BEGIN

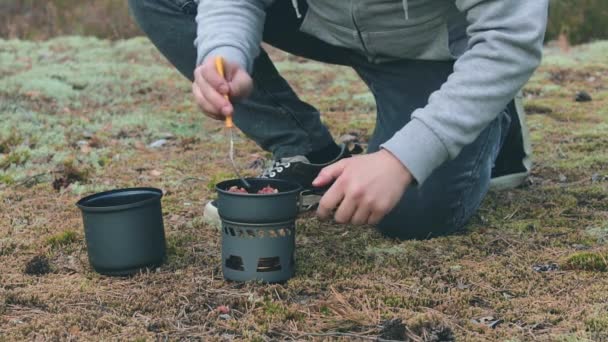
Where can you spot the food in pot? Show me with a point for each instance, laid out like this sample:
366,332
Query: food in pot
268,190
264,191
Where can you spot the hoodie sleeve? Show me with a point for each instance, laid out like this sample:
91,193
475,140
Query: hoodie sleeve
230,28
504,49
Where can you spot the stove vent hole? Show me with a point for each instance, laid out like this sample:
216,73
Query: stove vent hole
269,264
235,263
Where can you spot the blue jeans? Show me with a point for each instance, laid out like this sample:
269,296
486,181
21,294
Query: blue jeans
278,121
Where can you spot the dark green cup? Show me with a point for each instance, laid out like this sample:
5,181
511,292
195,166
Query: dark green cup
124,230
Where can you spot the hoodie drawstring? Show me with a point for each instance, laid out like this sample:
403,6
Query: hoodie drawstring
294,3
406,9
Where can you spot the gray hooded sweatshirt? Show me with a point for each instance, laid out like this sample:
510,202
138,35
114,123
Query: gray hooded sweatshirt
496,45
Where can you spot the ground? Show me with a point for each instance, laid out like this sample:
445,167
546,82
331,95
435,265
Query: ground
78,115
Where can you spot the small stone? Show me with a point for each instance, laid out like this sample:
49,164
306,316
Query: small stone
596,178
38,265
489,321
223,309
545,267
158,143
166,135
583,96
580,247
393,329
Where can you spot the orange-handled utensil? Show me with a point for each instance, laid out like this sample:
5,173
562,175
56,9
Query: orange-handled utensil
219,66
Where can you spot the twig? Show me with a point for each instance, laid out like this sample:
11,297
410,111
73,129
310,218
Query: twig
340,334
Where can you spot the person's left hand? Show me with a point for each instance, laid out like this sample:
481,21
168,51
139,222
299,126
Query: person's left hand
366,188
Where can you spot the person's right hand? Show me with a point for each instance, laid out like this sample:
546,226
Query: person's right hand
209,87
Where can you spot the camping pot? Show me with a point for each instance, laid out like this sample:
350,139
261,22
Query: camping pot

END

§ **What you will do**
List each line in the listing that contains the string "camping".

§ **Answer**
Where can you spot the camping pot? Show me with a point for each instance, laid out like this sample:
Query: camping pot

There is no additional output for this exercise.